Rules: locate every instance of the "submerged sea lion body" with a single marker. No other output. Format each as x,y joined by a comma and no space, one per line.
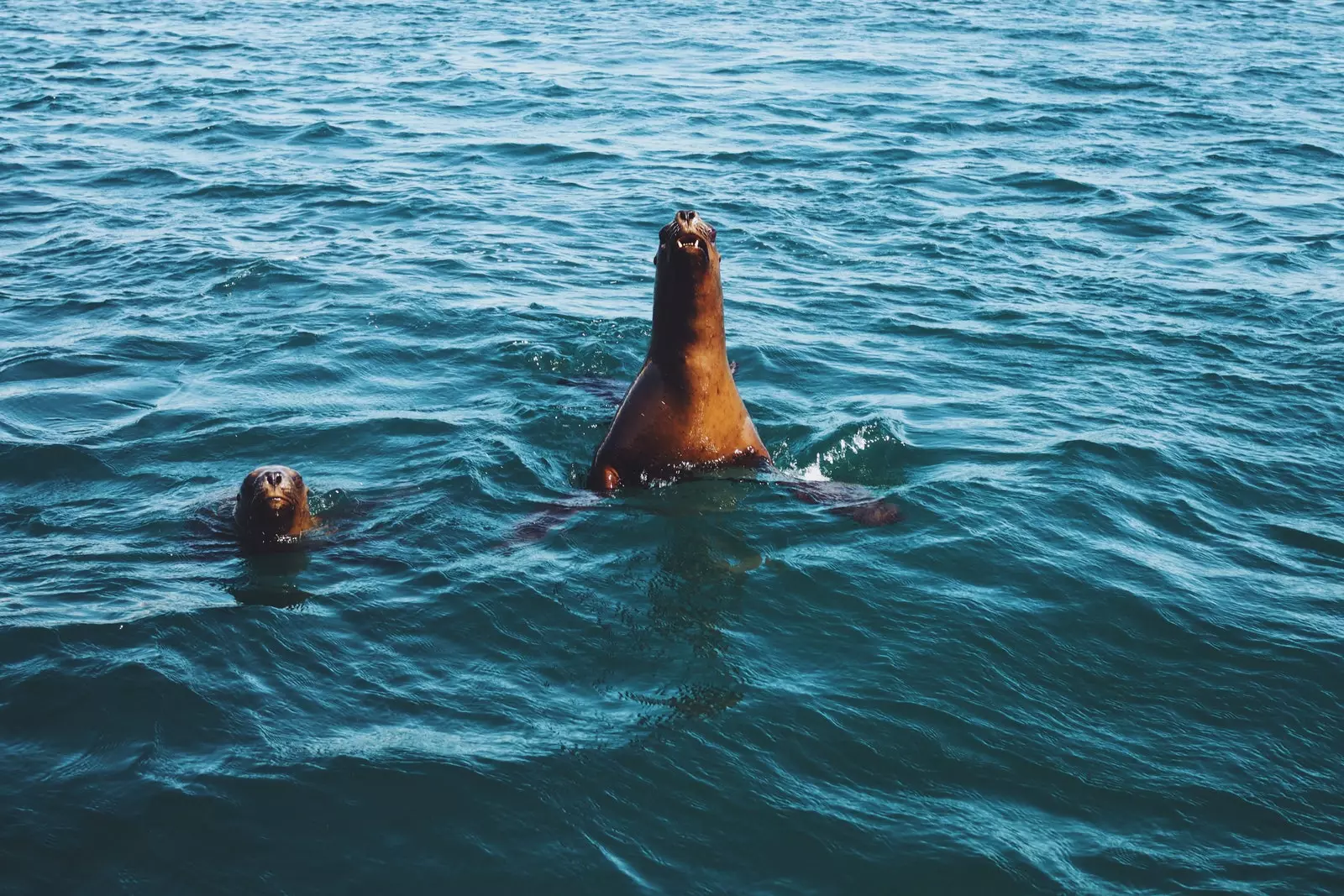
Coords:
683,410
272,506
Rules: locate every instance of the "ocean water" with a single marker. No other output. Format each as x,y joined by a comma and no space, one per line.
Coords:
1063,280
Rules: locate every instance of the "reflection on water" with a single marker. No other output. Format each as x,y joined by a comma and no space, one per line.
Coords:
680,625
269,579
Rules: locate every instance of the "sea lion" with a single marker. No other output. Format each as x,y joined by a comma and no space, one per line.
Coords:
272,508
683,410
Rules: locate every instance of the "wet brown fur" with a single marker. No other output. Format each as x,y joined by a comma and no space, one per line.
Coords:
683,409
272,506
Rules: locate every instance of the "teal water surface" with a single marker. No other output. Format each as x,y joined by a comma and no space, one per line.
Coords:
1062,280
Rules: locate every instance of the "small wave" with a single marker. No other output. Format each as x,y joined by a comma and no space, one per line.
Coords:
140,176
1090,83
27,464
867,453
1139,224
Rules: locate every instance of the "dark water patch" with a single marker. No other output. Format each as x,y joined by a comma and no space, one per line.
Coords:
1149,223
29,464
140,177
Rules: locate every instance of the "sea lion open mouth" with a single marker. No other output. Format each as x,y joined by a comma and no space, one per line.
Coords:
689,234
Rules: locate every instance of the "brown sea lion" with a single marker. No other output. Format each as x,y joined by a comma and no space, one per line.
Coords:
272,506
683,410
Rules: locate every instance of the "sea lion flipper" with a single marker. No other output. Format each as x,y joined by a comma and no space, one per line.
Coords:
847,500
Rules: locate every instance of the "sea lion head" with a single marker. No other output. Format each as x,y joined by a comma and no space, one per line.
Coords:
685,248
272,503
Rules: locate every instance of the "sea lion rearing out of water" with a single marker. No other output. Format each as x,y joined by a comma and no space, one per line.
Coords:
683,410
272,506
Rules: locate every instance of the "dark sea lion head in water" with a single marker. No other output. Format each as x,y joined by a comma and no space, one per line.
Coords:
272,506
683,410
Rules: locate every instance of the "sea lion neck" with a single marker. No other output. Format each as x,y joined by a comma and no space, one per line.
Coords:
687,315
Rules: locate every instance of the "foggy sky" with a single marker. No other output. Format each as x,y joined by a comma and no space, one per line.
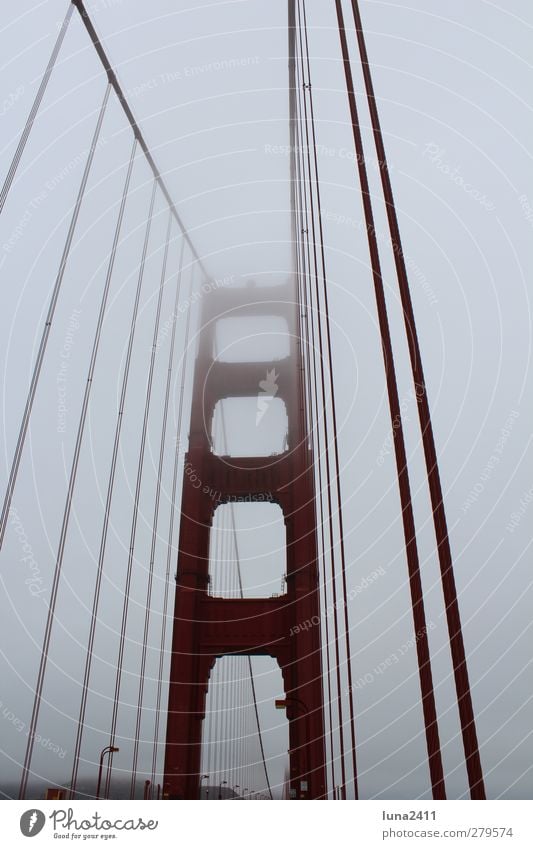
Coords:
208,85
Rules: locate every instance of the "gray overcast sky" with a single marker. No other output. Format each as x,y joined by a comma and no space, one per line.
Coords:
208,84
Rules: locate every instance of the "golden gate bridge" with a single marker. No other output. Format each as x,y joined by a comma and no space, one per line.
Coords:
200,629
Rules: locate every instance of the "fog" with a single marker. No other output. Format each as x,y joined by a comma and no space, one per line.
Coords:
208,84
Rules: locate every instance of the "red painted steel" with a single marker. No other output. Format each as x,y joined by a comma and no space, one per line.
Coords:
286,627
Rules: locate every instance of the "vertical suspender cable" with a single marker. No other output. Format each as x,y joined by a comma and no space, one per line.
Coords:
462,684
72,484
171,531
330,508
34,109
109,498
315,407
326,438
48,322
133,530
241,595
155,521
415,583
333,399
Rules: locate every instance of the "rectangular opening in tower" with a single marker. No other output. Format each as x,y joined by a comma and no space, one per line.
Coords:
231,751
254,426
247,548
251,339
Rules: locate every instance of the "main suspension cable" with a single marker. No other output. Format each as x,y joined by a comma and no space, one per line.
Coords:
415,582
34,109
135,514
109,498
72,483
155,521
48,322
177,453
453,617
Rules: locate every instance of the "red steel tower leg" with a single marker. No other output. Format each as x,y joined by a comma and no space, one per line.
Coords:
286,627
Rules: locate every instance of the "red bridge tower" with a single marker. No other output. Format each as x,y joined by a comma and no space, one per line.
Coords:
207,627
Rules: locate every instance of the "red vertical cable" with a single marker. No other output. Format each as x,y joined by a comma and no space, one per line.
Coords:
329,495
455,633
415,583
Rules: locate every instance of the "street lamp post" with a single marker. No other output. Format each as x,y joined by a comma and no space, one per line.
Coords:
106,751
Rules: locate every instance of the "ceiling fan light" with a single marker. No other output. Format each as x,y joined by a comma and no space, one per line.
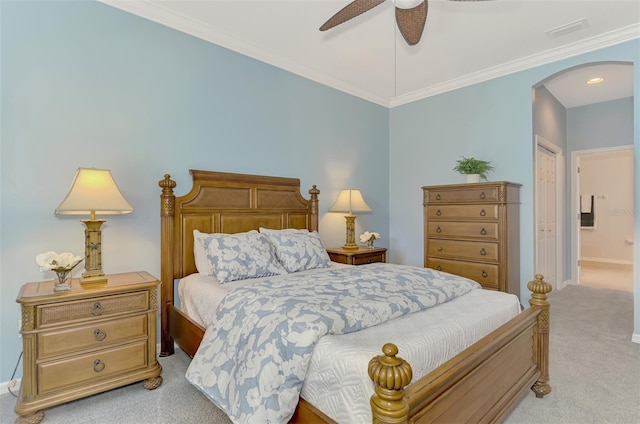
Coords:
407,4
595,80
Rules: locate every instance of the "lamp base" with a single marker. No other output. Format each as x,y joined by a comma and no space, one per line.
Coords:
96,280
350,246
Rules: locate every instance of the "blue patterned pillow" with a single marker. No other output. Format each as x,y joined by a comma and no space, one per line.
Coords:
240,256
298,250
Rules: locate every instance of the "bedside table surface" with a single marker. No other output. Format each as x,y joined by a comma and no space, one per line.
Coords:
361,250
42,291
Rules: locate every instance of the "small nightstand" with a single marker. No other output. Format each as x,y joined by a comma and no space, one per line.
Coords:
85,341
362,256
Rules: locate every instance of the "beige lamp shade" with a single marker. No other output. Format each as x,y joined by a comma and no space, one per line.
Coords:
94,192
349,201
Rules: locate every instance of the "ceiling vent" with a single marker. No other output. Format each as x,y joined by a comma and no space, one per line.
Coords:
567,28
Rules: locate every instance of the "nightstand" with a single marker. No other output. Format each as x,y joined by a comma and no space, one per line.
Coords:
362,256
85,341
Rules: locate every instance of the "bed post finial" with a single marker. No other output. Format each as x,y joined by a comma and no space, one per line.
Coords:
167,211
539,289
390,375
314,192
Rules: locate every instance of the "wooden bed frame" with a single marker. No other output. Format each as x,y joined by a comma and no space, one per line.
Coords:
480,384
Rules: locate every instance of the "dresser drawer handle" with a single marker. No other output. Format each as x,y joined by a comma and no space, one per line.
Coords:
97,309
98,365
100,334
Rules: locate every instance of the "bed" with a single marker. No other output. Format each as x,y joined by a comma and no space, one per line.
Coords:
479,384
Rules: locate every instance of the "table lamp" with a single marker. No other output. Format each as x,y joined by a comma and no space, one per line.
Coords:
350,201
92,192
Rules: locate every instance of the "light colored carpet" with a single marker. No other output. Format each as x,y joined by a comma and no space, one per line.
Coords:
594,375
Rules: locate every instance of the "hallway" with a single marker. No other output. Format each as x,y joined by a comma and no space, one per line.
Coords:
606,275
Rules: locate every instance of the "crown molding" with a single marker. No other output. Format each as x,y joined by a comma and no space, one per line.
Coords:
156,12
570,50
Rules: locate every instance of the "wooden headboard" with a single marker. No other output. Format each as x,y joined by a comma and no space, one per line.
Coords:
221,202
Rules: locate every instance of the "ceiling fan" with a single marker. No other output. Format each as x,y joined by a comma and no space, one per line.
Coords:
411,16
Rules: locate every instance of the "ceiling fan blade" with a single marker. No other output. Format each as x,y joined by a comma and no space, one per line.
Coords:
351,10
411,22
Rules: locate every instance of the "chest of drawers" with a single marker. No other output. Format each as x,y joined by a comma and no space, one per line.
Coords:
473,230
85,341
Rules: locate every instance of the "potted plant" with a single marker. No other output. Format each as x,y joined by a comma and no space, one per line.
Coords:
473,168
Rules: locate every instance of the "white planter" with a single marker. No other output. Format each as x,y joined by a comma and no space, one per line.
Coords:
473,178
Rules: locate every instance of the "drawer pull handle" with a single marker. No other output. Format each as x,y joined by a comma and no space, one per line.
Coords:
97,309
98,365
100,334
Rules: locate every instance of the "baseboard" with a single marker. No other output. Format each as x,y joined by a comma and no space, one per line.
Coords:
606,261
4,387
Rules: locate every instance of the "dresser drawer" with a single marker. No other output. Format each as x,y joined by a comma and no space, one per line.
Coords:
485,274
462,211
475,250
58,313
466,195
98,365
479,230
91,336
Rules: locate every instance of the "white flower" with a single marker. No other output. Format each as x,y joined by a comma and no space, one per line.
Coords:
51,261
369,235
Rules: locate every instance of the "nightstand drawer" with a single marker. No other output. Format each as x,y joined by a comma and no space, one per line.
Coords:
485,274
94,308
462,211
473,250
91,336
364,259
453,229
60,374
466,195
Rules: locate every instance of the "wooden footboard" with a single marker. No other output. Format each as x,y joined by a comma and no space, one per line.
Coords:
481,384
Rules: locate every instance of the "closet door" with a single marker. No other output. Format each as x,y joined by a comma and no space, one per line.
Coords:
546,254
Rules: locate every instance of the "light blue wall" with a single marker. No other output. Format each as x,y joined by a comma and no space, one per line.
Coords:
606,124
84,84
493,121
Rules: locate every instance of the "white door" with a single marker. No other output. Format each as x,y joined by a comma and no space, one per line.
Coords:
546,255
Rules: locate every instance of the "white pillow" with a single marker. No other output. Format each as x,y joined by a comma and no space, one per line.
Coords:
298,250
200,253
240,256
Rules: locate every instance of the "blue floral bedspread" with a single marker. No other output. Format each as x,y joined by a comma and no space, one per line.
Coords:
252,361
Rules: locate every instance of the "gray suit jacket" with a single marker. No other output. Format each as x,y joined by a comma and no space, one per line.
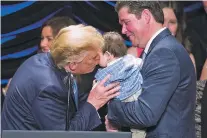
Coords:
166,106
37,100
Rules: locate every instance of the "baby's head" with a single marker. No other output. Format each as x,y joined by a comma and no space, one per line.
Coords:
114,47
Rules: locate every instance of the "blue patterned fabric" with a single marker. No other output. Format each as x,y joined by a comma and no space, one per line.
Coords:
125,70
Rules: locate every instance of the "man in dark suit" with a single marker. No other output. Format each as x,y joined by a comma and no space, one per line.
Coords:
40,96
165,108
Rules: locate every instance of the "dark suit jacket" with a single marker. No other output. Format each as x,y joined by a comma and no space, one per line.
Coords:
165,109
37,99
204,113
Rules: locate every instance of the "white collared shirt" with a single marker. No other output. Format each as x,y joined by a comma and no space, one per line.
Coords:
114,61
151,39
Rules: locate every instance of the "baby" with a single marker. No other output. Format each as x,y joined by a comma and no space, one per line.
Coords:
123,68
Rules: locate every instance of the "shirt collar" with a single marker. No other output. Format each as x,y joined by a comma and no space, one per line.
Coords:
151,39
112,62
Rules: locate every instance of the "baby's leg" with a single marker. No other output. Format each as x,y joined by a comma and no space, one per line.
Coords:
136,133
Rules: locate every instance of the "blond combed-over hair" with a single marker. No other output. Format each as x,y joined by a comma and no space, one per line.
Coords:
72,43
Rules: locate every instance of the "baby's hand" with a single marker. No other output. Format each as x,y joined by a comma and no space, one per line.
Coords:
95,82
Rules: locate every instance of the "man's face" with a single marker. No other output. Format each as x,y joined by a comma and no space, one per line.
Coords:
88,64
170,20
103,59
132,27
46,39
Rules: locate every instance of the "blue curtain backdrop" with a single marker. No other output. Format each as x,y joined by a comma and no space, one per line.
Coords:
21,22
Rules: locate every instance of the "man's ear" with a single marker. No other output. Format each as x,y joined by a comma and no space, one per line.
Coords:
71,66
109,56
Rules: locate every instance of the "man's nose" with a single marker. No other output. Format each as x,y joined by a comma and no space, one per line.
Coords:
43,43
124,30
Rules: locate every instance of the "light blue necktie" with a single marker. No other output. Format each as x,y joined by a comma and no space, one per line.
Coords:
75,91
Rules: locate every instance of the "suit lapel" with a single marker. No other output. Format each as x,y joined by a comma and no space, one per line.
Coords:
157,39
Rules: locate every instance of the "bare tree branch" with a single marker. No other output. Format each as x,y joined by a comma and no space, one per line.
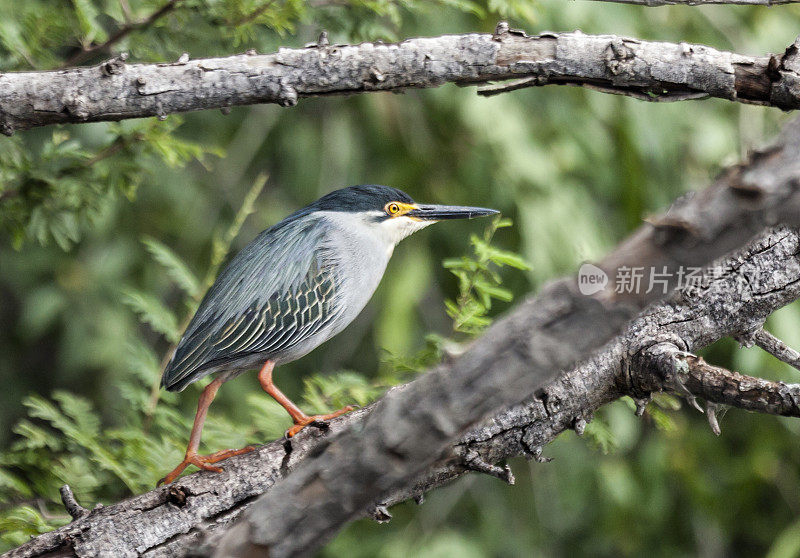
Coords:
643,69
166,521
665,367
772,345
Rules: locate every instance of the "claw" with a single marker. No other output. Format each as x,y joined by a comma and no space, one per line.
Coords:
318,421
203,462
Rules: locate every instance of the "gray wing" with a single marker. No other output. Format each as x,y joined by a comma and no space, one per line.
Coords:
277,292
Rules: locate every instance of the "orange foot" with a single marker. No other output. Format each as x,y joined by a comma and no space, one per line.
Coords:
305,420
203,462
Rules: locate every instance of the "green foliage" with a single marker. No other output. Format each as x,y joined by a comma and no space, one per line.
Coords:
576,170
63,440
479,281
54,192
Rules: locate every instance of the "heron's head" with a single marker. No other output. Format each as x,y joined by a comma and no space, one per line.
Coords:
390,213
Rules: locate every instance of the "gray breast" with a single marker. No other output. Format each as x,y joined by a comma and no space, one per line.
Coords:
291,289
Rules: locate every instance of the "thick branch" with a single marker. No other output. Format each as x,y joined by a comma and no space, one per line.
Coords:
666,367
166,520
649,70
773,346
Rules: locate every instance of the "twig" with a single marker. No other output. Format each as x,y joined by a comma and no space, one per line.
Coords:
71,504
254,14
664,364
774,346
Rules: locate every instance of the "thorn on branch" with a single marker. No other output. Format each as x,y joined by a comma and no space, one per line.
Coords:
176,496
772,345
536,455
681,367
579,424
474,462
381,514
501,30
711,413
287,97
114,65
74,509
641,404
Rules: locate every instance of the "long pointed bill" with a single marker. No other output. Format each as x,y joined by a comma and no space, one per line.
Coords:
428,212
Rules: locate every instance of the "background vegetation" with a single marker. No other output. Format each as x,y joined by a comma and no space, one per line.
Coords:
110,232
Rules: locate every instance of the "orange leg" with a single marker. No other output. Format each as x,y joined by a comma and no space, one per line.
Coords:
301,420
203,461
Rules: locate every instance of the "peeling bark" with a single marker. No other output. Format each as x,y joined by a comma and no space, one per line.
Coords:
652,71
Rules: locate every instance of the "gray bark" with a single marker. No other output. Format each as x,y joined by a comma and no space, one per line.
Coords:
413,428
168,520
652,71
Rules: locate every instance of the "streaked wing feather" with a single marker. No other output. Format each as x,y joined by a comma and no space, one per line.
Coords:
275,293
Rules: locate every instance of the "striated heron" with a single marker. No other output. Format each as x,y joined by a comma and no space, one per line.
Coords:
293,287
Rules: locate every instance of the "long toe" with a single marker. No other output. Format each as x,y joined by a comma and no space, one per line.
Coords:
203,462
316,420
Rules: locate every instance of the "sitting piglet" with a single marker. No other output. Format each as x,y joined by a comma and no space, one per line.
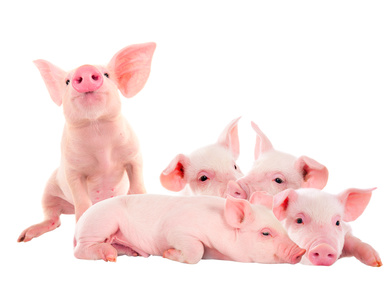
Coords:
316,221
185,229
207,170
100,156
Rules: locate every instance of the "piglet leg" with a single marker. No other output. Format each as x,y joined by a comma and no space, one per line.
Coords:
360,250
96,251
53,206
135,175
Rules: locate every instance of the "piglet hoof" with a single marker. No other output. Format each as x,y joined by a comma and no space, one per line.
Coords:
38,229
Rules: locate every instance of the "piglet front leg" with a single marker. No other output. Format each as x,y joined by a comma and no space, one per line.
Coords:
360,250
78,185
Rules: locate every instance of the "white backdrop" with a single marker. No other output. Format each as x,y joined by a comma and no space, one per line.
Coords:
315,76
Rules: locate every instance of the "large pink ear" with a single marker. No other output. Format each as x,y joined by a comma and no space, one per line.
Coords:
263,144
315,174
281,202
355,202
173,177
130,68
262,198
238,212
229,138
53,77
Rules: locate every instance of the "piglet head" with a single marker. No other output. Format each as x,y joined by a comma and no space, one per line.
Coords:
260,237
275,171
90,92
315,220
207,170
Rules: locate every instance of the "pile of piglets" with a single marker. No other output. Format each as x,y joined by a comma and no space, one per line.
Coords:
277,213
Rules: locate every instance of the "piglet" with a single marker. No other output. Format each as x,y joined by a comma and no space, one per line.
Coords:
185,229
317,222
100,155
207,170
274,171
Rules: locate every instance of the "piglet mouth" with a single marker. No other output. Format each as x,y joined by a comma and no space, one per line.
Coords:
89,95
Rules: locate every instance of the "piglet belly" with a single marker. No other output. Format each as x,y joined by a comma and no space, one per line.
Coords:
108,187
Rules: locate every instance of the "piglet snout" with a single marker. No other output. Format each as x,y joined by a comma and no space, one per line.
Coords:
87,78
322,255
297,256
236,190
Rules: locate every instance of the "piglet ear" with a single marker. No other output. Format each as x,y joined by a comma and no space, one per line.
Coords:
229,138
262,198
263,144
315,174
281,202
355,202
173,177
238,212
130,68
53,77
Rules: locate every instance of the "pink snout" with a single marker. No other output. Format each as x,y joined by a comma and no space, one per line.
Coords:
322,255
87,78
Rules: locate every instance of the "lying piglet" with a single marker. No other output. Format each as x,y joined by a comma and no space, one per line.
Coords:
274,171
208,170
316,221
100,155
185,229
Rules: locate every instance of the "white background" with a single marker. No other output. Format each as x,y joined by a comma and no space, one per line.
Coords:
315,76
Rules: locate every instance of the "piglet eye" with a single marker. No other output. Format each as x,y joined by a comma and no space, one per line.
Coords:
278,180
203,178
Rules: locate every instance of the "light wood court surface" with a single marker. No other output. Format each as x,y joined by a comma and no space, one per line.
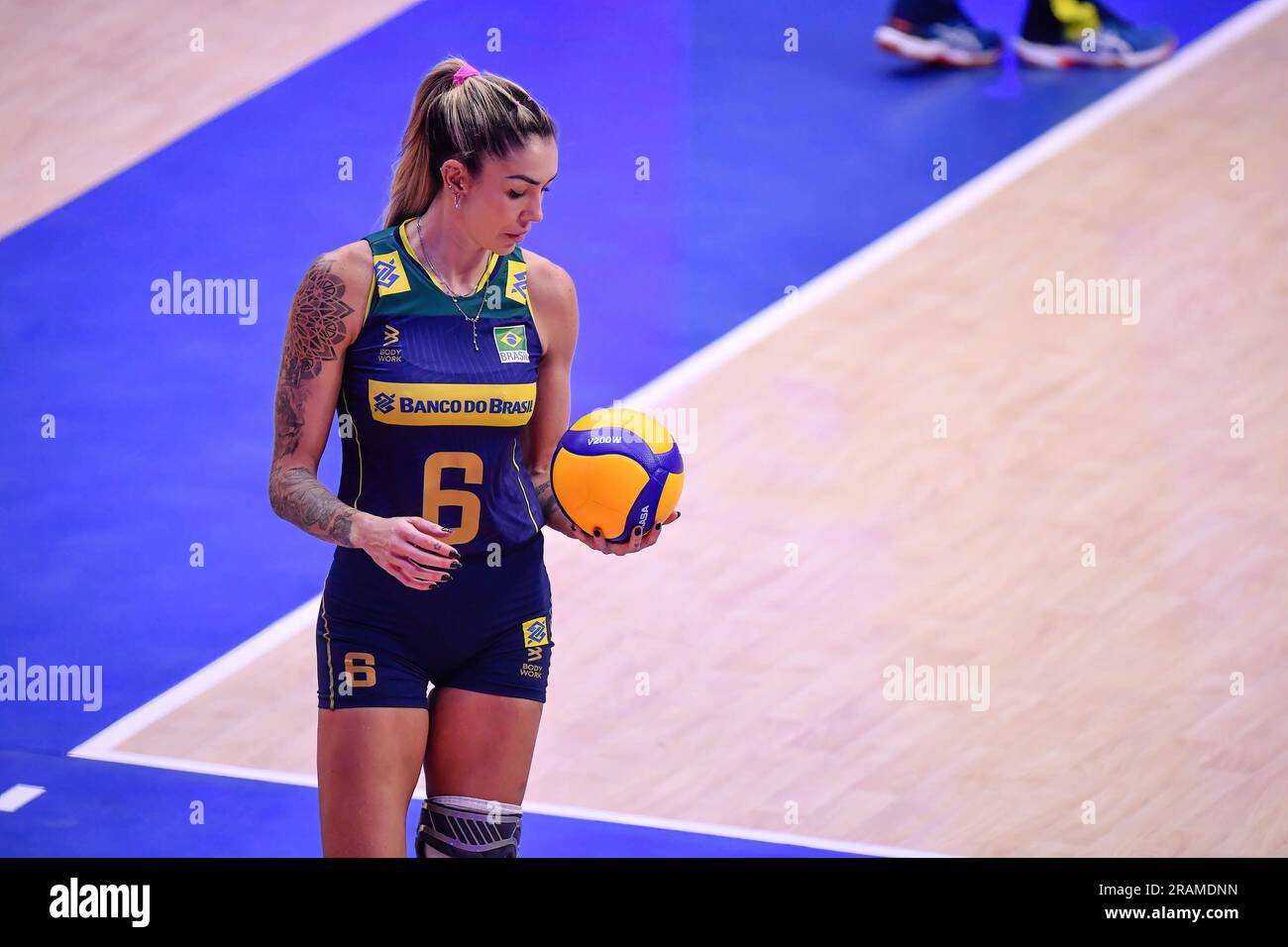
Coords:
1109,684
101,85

> [Task requirements] Select and copy every line of the records that contains the word "patterned". Case counts.

> [Completed exercise]
Rules: locate every instance of the "blue patterned pillow" with a single marker. No other output. Format each as x,y joined by a comma and no space, one per line.
Rules: locate every instance of the "blue patterned fabric" with a single marker. No other output. Format each as x,y joined by a comma and no space, one per line.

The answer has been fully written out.